Some of the important features of DART
* Complete Automation of testing - automatic interface extraction + random testing.
* Effective code coverage by using dynamic test generation techniques, also handles function calls (with unavailable source code) or cases where constraint solver is incapable by approximating them with concrete values
* Execution leading to errors are sound (not false alarms)

Criticism:
* Limited Completeness (does not handle pointers well)

Cute takes care of the pointers by replacing symbolic expressions of them with symbolic pointer variables. But there does not seem to be an insight on how to choose the bounded depth for the execution path.

Key Ideas/Points

* Fall back on concrete values for constraints that fall outside of available decision procedures
* Ability to simulate erronous library/system methods by marking them as black box external methods (which it doesn't execute but only gives random return values for)

Limitations
* Address locations aren't allowed to be symbolic , unlike for e.g EXE
* Limitation of this particular method is that it only finds memory faults or errors which a programmar has marked out as sanity checks via assert conditions
* More info about search heuristics and their effect on program execution time and program effectiveness would have been useful
* In the last part of the paper the authors note that they randomize malloc return values ? Why and isn't it a lib function, to be called instead of randomizing ? What would you achieve by randomizing malloc return values -- segfaults ?
* Not clear how they handle predicates they can't reason about in conditionals, do they keep trying random values until both branches are taken ? if nested predicates, this could be really slow ...
* More details on how it implements the nitty grittys .. like the following symbolic expressions across boundries .. how ?
* Unlike CUTE, doesn't do symbolic execution on complex types and their fields. [Although this wan't clear to me reading thepaper and only became clear on reading the CUTE paper ]

CUTE

* A lot of the work is similar to DART, so the comments particular to this paper are limited
* a Key addition to DART was the caching of past contraints and breaking up of constraints to help improve caching
* Another was adding support for pointers and recursive data structures

Questions
* What exactly is OPT2 -- common subconstraint elimination ? It could have been explained a little more
* how did CUTE find the memory leak ? Its not an error condition. Or was CUTE run on Valgrind running the test program ,which would have memory leak as error condition , but would have required valgrind's source to be instrumented ?
----------

* Is a general review of a large amount of C code possible to create trees and figure out statistically what is the best way to reach error conditions ? DFS or BFS or (probably) a combination and what are the heuristics that work best ? Or is there a pape on this already ?

DART provides an automated way to test functions written in C. The goal of DART is to run all possible paths through the function. DART performs 3 steps: extracting the the test interface, generating random inputs, and dynamic analyis of the program to generate a new input which will explore a new path. More specifically, the new input is created by negating the last predicate for the current path constraint. When the constraints cannot be solved, DART substitutes in the concrete value to continue the search. One drawback of DART is its inability to create data structures which are not DAGs, since pointers are only assigned NULL or to a new pointer. In addition, the theorm prover used seems to only solve a limited number of constraints. It would be interesting to see how a more powerful theorm prover would interact with the system. Lastly, I did not fully understand how the completeness flags worked with the system.

### Information provided

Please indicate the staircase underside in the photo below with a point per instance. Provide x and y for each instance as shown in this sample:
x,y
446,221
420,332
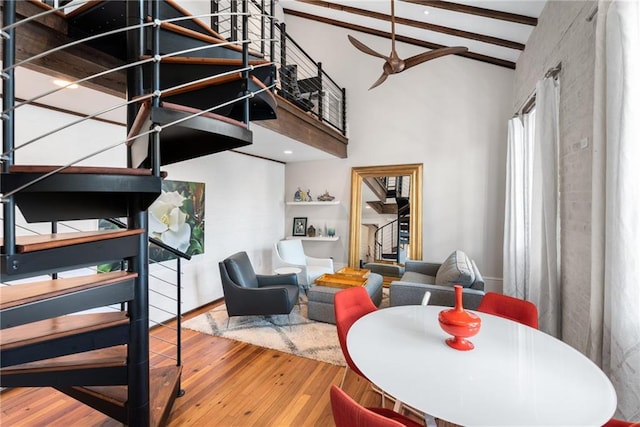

### Jobs
1. In the DART and CUTE notes, what does DART substitute when the constraints cannot be solved?
2. For each statement, answer yes or no according to the DART and CUTE notes, and quote the words that decide it. (a) Caching of past constraints was a key addition that CUTE made to DART. (b) DART performs four steps. (c) DART's executions that lead to errors are false alarms.
3. Reproduce the part of the DART and CUTE notes starting at "Cute takes care" and ending at "return values for)".

### Results by task
1. The concrete value.

2.
(a) Yes: "a Key addition to DART was the caching of past contraints"
(b) No: "DART performs 3 steps"
(c) No: "Execution leading to errors are sound (not false alarms)"

3.
Cute takes care of the pointers by replacing symbolic expressions of them with symbolic pointer variables. But there does not seem to be an insight on how to choose the bounded depth for the execution path.

Key Ideas/Points

* Fall back on concrete values for constraints that fall outside of available decision procedures
* Ability to simulate erronous library/system methods by marking them as black box external methods (which it doesn't execute but only gives random return values for)